_WORK TO COMPLETE_
Please print the data shown below without any alteration.

_EXCERPTED DATA_
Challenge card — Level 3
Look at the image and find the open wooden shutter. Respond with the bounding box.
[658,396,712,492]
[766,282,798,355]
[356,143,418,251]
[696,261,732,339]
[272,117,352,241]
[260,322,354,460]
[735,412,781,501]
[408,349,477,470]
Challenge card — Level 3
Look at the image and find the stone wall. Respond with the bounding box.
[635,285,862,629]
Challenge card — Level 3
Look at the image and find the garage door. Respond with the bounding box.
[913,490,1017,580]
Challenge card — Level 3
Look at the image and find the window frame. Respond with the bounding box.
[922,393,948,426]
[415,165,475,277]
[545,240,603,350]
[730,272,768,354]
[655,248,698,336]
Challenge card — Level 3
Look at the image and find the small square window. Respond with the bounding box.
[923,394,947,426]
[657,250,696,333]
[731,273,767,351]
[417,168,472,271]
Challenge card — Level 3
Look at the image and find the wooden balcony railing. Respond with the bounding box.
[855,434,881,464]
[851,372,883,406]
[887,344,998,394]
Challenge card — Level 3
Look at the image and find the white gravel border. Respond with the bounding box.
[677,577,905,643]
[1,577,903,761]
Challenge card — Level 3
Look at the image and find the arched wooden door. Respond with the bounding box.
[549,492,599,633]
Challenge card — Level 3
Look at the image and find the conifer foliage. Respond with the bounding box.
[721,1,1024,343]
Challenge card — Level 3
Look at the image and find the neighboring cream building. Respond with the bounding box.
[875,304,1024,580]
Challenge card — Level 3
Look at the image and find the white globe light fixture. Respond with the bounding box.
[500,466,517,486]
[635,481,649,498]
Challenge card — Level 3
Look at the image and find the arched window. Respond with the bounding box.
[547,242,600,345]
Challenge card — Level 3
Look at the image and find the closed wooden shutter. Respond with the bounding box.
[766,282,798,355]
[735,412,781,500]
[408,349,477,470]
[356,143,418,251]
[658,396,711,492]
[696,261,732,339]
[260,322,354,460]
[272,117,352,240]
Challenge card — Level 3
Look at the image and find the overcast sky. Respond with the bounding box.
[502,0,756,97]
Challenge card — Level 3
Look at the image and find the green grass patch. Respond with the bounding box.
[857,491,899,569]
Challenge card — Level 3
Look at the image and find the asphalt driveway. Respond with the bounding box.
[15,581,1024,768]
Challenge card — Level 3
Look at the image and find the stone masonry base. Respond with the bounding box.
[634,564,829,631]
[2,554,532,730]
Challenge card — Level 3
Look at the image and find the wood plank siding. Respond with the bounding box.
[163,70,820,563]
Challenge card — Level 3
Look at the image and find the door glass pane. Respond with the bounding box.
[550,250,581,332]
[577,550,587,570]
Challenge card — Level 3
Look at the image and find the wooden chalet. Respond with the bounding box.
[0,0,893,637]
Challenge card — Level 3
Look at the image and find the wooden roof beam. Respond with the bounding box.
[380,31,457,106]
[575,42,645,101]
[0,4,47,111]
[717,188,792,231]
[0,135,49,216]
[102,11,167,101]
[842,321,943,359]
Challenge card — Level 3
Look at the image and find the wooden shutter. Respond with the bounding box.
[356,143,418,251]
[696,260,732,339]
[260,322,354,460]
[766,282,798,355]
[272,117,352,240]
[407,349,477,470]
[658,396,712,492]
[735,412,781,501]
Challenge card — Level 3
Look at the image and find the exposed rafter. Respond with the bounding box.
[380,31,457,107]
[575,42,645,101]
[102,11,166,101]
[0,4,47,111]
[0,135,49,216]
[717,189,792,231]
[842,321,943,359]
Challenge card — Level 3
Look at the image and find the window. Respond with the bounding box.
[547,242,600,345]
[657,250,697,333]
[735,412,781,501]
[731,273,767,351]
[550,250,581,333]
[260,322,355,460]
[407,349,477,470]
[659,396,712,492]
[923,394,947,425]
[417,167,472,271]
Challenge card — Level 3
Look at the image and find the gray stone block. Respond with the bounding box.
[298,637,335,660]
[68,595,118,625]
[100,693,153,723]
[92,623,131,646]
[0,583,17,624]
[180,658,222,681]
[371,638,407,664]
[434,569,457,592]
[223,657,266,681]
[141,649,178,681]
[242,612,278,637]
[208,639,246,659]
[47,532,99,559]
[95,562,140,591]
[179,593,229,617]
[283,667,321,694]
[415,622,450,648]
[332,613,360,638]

_SOLUTION BELOW_
Challenge card — Level 3
Look at the image and find the open wooden shutter. Respond with the bounding box.
[658,396,712,492]
[766,282,798,355]
[356,143,418,251]
[696,261,732,339]
[272,117,352,241]
[260,322,354,460]
[735,412,781,501]
[408,349,477,470]
Challenge card — Level 3
Look at the image and find the stone wall. Respond with the bounding box.
[635,285,862,629]
Challenge card — Level 3
Look at the image and find the garage door. Respond with the bounding box.
[913,490,1017,580]
Challenge card — Level 3
Look at the image and find the window frame. Respond with the bounding box.
[922,393,948,426]
[415,165,475,277]
[545,240,603,350]
[730,272,768,354]
[655,248,698,336]
Challenge card — Level 3
Look at the image and find the small square window. Respond with the bounding box.
[923,394,947,426]
[657,250,696,333]
[731,273,767,351]
[417,168,472,271]
Challenge card — Level 3
Look at the image and find the wooden balcony railing. Respond with the bounding box.
[855,434,881,464]
[851,372,883,406]
[887,344,998,394]
Challenge card — Level 3
Look at the image and find the white gravel border. Respond with the bounding box.
[677,577,905,643]
[1,577,903,761]
Challenge card — Level 3
Look at the image and find the arched wooden door. Respond with the bounding box.
[549,492,599,633]
Challenge card — Level 3
Look at the image and find the conifer foliage. Respond with the bounding box.
[721,1,1024,343]
Challenge card — Level 3
Look at the image and find the neighboring cream building. Respond with the bounding box.
[875,304,1024,580]
Challenge card — Level 3
Look at the image and find the white globe light fixture. Respond with the bounding box.
[500,466,517,486]
[635,481,649,498]
Challenge card — Level 3
Look at the image and find the arched window. Respond with the bounding box.
[547,242,600,345]
Challenge card — Level 3
Look at the image and find the closed wooden shutter. Respond with the bounding box.
[766,282,798,355]
[735,412,781,500]
[408,349,477,470]
[356,143,418,251]
[658,396,711,492]
[696,261,732,339]
[260,322,354,460]
[272,117,352,240]
Challenge card — Level 3
Look at the image and find the overcast sky. Respond with the bounding box.
[502,0,756,97]
Challenge card — Level 3
Look at the image and find the green grass patch. Respond with the bounding box.
[857,491,899,569]
Challenge card — Level 3
Look at the image and find the asphalt driveway. Respond with the bounding box.
[15,581,1024,768]
Challenge card — Level 3
Look at the image and find the stone masonry base. Respond with the bounding box.
[634,564,829,631]
[2,554,532,730]
Challenge card — Level 3
Look at the image and find the wood plank siding. Respond with the bounding box.
[163,70,820,563]
Challenge card — Level 3
Look at the image and find the door glass pane. Respond with the bounding box.
[550,250,581,332]
[577,550,587,570]
Challenge card — Level 3
Look at the image and find the wooden chalet. Respond with the bounding box.
[0,0,893,637]
Challenge card — Level 3
Look at the image and find the wooden roof beam. Respond with the bounding box.
[380,31,457,106]
[575,42,645,101]
[0,4,47,111]
[717,188,792,231]
[0,135,49,216]
[102,11,167,101]
[842,321,943,359]
Challenge card — Level 3
Look at the image and find the wooden shutter. Respond with the bounding box.
[356,143,418,251]
[696,260,732,339]
[260,322,354,460]
[766,282,798,355]
[272,117,352,240]
[407,349,477,470]
[658,396,712,492]
[735,412,781,501]
Challenge card — Level 3
Look at the image and find the exposed rafter. Respond with the bounding box.
[380,31,457,107]
[575,42,645,101]
[102,11,166,101]
[0,4,47,111]
[0,135,49,216]
[717,189,792,231]
[842,321,943,359]
Challenge card — Level 3
Look at the image and find the window. Respond with the bounding box.
[547,242,600,345]
[657,250,697,333]
[735,412,781,501]
[731,273,767,351]
[550,250,581,333]
[260,322,355,460]
[407,349,477,470]
[659,396,712,492]
[923,394,947,425]
[417,167,472,271]
Challenge card — Level 3
Look at the image and find the gray stone block. Respond with the bounding box.
[298,637,335,660]
[68,595,118,625]
[100,693,153,723]
[92,623,131,646]
[0,583,17,624]
[180,658,222,681]
[371,638,407,664]
[434,569,457,592]
[223,657,266,681]
[141,649,178,681]
[242,612,278,637]
[208,639,246,659]
[47,532,99,559]
[95,562,140,591]
[179,593,229,617]
[283,667,321,694]
[415,622,450,648]
[332,613,360,638]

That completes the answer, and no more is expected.